▶ **REQUIRED WORK**
Reproduce each of the following lines verbatim, in the order given.

===== SOURCE MATERIAL =====

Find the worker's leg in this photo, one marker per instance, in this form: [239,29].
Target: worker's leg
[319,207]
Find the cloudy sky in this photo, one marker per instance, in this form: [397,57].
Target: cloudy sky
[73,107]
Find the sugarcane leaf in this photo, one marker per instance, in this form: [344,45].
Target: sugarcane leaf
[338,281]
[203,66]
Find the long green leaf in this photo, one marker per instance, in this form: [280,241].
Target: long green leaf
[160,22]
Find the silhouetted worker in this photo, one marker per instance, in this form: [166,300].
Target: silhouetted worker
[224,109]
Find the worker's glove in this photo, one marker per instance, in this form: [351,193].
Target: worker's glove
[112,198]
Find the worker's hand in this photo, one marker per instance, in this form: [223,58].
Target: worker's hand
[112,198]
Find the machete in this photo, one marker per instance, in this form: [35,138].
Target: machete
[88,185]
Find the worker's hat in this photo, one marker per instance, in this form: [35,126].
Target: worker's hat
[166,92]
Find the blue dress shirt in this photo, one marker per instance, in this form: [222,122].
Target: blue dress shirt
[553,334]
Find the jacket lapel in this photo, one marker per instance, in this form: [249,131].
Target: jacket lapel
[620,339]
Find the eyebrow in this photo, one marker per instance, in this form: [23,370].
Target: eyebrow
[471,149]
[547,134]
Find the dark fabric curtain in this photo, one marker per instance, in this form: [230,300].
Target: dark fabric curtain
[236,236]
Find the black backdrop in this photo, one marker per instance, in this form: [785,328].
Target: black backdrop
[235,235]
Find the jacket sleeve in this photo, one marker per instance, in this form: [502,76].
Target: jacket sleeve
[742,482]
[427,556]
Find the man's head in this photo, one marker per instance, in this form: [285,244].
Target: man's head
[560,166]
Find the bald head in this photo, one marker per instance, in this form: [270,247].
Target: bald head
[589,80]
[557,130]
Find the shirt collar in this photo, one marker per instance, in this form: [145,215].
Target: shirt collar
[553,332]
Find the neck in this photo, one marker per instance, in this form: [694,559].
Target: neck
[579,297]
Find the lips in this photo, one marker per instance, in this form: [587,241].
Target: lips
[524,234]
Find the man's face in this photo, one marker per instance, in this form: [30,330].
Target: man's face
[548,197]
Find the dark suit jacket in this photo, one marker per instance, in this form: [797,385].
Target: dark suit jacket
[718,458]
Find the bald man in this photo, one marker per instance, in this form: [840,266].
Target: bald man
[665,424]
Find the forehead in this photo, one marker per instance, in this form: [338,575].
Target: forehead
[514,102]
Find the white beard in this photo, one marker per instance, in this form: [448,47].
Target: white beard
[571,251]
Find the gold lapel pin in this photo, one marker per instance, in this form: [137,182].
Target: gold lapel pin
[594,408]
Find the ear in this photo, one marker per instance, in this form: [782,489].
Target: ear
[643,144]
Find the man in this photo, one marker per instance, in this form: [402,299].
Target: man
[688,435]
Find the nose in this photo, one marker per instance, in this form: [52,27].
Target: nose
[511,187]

=====

▶ **ANSWER FOR THIS EXERCISE**
Find the worker's leg in this photo, one marker per instance, in this form: [239,29].
Target: worker's leg
[319,207]
Find the cloudy sky in this photo, one marker per instance, in this form: [397,57].
Target: cloudy sky
[73,107]
Find the sugarcane leaf in this photo, one marker per instance, in this form: [344,45].
Target: sugarcane leaf
[338,281]
[203,66]
Find the long green leaf in this photo, one marker per instance, in this form: [280,241].
Target: long green leaf
[160,22]
Find the silhouetted worker in this photo, one marker per instance, in this form: [166,300].
Target: silhouetted worker
[224,109]
Find the worker's glove in this photo, one marker per instance, in this form: [351,193].
Target: worker's glove
[112,198]
Find the worker's hand in this photo, one marker per instance, in this form: [223,58].
Target: worker's hand
[112,198]
Find the machete in this photo, one marker per instance, in this form: [35,138].
Target: machete
[88,185]
Find the worker's hat in this photo, one marker per instance, in this form: [35,126].
Target: worker's hat
[166,92]
Find the blue dress shirt in this photo, one marker per instance, in this form: [222,122].
Target: blue dress shirt
[553,334]
Find the jacket lapel in this photo, one marker per instance, in this form: [249,131].
Target: jacket lapel
[620,339]
Find the eyebrow in this photo, one marker per instance, in this form: [23,370].
Target: eyebrow
[471,149]
[547,134]
Find the dark fabric curtain in this photo, one marker per instance, in this form: [230,300].
Target: dark fabric curtain
[236,236]
Find the black backdrop in this photo, one marker per instance, in this form: [785,328].
Target: black backdrop
[235,235]
Find the jacket sleeve in this photo, one marker per instance, in this form: [502,76].
Target: jacket sleeve
[742,482]
[427,556]
Find the man's head in this photo, one marker per instance, in this form: [285,244].
Target: man's head
[560,166]
Find the bald head in this photo, one marker per instance, in this form: [270,247].
Target: bald head
[589,80]
[557,130]
Find the shirt collar in this photo, one marker per instance, in this form: [145,215].
Target: shirt collar
[553,332]
Find the neck in this photo, one marker per instance, in this form: [694,559].
Target: neck
[579,297]
Find the lips in this photo, one marker per instance, in this form: [587,241].
Target: lips
[524,234]
Find the man's face in this photo, one marker per instance, in this form: [30,330].
Target: man's face
[548,197]
Find the dark suit jacket in this photo, one marker per instance, in this form: [797,385].
Target: dark suit jacket
[718,458]
Find the bald man in this photo, one marker per instance, in this form: [840,266].
Target: bald man
[665,424]
Find the forehead in this photo, one marker per instance, in this form: [338,575].
Target: forehead
[514,102]
Find the white beard in this photo, one marker per instance, in this form: [448,47].
Target: white beard
[571,251]
Find the gold lapel pin in this photo, one marker per instance, in this form: [137,182].
Target: gold lapel pin
[594,408]
Find the ear in this photo, one marker per instance, in this form: [782,489].
Target: ear
[643,144]
Find the man in this photo, one marker per instance, in this form: [402,299].
Target: man
[688,435]
Find the nose in this photo, one marker per instance, in this form: [52,27].
Target: nose
[511,187]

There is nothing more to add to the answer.